→ **Quoted text**
============

Transcript
BOB GARFIELD: From WNYC in New York, this is NPR's On the Media. Brooke is out this week. I'm Bob Garfield. The question has raged since before the invasion of Iraq: was the decision for war made by the White House immediately after 9/11, with the square peg of intelligence data pounded into the round hole of arguments for war, or was the administration telling the truth all along and giving peace a chance? Former White House terrorism czar Richard Clarke has written that the decision was already made to force the ousting of Saddam, but until five weeks ago, there was little hard evidence to back up his claim. That was when a bombshell exploded in the Times of London. A story there features a memo of the minutes of a meeting that British Prime Minister Tony Blair had with some of his top intelligence aides on July 23rd, 2002, at the prime minister's official residence, Number 10 Downing Street. The memo purportedly said that Blair was told in 2002 that the intelligence was being "fixed around" the Bush administration's case for war. The war began in March 2003. That story about the so-called Downing Street Memo ran in Britain May 1st, four days before the British election. Since then, the U.S. media have largely been silent. Then, on Tuesday, at a White House press conference, Reuters reporter Steve Holland confronted the president and Prime Minister Blair.
STEVE HOLLAND: Thank you, sir. On, on Iraq, the, the so-called Downing Street Memo from July, 2002 says intelligence and facts were being fixed around the policy of removing Saddam through military action. Is this a accurate reflection of what happened, and could both of you respond?
BOB GARFIELD: The following day, the Downing Street Memo had a newfound urgency in major American newspapers - including USA Today. Mark Memmott wrote the USA Today story, and he joins me now. Mark, Welcome back to OTM.
MARK MEMMOTT: Thanks for having me.
BOB GARFIELD: Mark, not only was Wednesday's story that you wrote in USA Today the first mention of the Downing Street Memo in USA Today. You took pains in the story to point out that it was the first mention of the Downing Street Memo. Now that's unusual on the face of it, isn't it?
MARK MEMMOTT: Yeah, it certainly is, but of course the buzz word in journalism today is transparency, and if we hadn't addressed that, it would have been a pretty gaping hole in the story.
BOB GARFIELD: Well, let's talk about gaping holes, because the Downing Street Memo came out on May 1st, and has resonated loudly in the blogosphere, and certainly news organizations have been inundated in the United States by requests for more coverage of it. Yet, that coverage, as you observed in your story, has been largely absent. A few mentions. Nowhere on page one, and with very little follow up.

============

→ **Data excerpt**
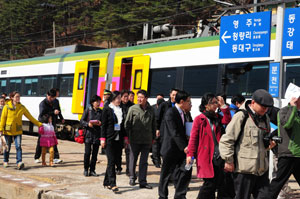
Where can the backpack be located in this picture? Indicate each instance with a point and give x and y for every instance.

============

→ **Short problem**
Please reproduce the transcript word for word, from "BOB GARFIELD: The" up to and including "it, isn't it?".

→ **Complete output**
BOB GARFIELD: The following day, the Downing Street Memo had a newfound urgency in major American newspapers - including USA Today. Mark Memmott wrote the USA Today story, and he joins me now. Mark, Welcome back to OTM.
MARK MEMMOTT: Thanks for having me.
BOB GARFIELD: Mark, not only was Wednesday's story that you wrote in USA Today the first mention of the Downing Street Memo in USA Today. You took pains in the story to point out that it was the first mention of the Downing Street Memo. Now that's unusual on the face of it, isn't it?